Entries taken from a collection
::::::::

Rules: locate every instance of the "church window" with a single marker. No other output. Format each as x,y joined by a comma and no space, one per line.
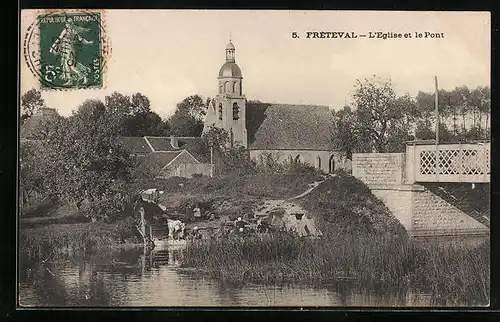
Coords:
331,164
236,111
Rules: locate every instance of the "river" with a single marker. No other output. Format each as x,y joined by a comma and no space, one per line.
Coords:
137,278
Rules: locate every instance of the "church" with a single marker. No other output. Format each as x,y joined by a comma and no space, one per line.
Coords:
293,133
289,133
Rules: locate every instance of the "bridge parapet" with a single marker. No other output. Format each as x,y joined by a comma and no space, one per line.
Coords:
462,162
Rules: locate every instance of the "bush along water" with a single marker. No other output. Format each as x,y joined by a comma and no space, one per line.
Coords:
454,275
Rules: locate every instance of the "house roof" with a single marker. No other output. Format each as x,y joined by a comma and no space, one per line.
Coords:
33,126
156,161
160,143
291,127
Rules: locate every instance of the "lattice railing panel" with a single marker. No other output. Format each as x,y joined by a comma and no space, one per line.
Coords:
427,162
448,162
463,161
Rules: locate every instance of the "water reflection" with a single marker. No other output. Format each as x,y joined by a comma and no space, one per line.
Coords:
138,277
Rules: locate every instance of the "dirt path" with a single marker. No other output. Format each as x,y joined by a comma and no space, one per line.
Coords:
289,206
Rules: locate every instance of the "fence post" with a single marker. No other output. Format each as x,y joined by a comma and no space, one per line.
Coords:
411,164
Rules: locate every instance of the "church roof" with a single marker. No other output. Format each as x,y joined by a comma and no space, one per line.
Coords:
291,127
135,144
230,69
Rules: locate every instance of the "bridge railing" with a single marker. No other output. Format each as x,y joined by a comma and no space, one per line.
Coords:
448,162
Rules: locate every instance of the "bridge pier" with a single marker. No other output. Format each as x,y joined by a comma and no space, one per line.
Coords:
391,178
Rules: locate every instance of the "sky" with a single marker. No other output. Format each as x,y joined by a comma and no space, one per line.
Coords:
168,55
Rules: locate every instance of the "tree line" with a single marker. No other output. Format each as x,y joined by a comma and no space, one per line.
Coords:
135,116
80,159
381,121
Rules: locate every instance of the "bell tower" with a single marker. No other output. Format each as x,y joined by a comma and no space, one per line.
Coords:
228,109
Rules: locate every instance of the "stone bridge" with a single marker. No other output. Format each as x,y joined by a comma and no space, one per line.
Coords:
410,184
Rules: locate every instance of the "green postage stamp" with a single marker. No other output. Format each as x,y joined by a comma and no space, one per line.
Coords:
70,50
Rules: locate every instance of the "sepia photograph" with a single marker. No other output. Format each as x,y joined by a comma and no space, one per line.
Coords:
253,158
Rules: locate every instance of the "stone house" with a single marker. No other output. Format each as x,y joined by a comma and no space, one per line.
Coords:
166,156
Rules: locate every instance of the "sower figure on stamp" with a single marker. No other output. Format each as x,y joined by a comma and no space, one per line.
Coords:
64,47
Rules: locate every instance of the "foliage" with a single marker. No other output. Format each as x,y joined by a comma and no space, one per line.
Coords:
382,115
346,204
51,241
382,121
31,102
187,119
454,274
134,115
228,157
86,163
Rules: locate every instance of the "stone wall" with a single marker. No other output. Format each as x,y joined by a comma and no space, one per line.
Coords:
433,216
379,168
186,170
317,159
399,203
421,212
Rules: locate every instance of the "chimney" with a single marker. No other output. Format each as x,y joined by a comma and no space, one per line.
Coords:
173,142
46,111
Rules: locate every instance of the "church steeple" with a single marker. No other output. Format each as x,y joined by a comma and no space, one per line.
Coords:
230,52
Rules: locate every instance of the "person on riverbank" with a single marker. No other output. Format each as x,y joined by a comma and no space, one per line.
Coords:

::::::::

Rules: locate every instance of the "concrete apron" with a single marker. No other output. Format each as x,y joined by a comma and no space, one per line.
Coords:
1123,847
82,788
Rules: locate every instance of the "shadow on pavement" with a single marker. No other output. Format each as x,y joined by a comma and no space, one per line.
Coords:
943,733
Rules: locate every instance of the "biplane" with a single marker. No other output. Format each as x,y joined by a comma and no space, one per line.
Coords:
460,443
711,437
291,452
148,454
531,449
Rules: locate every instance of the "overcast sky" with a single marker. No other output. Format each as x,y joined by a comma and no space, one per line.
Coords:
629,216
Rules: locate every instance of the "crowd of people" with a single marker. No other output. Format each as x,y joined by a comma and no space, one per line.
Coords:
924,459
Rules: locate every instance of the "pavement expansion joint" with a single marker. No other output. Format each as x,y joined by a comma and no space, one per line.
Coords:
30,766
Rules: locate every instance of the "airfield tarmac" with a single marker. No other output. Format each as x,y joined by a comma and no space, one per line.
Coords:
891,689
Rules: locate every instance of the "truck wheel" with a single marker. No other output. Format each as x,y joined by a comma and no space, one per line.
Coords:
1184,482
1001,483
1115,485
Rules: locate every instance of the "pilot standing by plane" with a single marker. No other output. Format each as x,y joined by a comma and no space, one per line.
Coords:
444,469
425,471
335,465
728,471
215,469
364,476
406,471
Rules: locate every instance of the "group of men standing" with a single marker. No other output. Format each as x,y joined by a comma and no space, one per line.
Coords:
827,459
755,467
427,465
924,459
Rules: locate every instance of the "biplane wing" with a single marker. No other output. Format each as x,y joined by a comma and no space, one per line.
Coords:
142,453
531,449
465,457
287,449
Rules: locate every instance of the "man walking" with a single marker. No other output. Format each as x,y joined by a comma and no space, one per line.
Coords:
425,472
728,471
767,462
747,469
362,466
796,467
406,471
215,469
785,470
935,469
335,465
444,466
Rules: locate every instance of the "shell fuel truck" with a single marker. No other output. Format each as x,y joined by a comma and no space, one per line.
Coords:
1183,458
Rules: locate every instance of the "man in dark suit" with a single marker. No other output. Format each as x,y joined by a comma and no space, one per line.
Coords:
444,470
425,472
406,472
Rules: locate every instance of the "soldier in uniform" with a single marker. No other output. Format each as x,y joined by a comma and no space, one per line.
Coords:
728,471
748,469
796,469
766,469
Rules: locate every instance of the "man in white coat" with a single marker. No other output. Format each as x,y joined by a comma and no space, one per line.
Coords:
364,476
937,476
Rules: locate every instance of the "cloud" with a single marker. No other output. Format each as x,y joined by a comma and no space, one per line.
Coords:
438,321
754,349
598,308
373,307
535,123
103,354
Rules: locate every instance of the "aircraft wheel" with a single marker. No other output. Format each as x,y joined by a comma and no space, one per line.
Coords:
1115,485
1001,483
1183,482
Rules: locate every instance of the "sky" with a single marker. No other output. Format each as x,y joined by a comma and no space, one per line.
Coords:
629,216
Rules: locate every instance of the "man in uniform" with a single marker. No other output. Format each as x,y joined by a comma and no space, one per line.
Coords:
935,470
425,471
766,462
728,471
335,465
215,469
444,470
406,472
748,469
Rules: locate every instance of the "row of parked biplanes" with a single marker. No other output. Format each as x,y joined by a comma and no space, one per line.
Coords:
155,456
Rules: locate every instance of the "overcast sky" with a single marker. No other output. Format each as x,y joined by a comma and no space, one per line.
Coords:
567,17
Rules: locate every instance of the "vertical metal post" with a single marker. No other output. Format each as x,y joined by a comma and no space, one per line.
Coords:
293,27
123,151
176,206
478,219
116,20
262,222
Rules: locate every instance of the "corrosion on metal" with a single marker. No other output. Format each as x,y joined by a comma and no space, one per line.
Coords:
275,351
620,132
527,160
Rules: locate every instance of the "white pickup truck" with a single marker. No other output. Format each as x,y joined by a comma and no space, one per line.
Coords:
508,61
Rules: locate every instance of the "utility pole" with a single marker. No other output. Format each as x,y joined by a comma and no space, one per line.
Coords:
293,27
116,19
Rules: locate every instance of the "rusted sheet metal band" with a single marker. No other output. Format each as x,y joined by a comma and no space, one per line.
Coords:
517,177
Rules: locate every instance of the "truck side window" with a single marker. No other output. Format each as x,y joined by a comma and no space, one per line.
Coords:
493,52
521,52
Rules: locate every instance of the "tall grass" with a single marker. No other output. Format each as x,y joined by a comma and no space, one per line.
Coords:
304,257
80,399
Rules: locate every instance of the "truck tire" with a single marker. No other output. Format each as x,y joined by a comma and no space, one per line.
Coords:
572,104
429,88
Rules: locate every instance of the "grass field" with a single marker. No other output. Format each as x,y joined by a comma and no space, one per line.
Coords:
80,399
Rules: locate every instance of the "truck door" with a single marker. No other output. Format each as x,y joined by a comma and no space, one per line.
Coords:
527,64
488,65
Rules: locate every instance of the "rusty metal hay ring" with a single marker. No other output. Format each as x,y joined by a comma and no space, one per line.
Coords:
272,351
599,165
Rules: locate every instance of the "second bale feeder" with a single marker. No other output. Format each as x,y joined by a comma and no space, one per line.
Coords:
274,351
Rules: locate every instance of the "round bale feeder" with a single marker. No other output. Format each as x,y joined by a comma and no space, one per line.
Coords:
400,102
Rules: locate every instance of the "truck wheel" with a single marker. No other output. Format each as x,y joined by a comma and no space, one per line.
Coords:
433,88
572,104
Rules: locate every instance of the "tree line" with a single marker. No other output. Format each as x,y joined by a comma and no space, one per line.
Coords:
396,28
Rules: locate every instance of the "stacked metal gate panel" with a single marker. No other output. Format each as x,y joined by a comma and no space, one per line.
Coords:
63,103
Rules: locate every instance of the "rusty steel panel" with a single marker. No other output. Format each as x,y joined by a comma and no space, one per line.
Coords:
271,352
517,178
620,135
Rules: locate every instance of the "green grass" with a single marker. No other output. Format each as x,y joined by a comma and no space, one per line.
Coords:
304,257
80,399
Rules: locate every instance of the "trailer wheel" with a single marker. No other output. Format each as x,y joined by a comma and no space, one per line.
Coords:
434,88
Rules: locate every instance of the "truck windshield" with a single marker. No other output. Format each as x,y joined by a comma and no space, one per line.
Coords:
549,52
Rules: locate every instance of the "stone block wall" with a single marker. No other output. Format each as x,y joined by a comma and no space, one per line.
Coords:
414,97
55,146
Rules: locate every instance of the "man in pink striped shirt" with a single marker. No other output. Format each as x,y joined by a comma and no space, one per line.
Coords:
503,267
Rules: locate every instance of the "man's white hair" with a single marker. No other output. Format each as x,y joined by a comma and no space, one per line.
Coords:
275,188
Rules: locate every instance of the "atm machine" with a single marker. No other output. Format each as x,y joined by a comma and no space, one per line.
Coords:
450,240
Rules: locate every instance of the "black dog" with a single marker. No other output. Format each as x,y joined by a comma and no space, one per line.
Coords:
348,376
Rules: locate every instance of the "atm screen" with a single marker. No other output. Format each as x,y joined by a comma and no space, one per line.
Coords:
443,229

::::::::

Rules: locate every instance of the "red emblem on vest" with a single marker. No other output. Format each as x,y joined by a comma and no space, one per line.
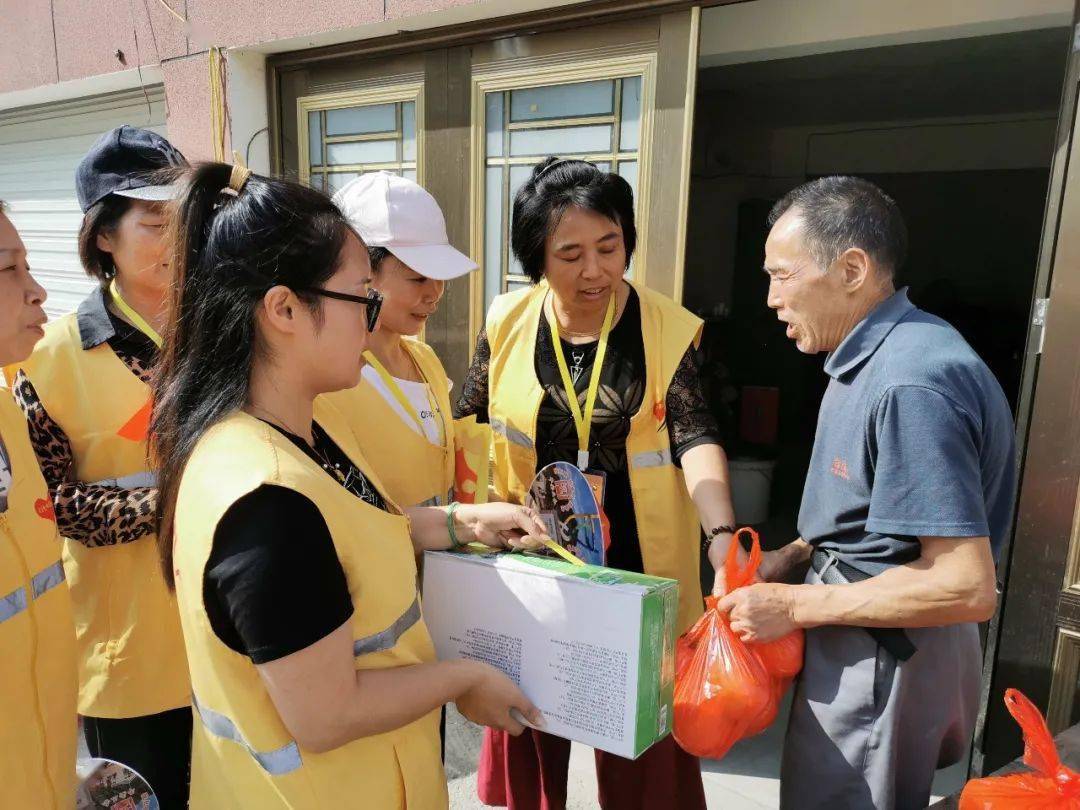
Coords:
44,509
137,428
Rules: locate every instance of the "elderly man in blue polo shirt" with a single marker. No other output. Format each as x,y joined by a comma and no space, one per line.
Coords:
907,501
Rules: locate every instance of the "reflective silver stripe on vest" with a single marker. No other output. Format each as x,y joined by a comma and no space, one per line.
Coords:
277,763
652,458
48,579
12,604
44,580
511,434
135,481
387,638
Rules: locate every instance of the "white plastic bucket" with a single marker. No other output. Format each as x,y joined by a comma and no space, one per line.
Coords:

::::::::

* [Task requirements]: Return each line of the data that contains the string "stone".

* [Solution to this exercise]:
Rules: locate every instance of the "stone bridge" with a single marker. No other output. Format each as x,y joined by a comma and no space, one per line.
Rules: locate every instance of the "stone house" with a single marker. No other output. Format each as x,y joined by a comma and no space, one per line.
Rules: locate every instance of the "stone wall" with a single marker. No other output. Format each as x,y joined by a comma and no space, one per line.
Rules: locate every instance of the "stone block wall" with a single marker. No other output. Format each as x,y joined by a comma and no space, one per line.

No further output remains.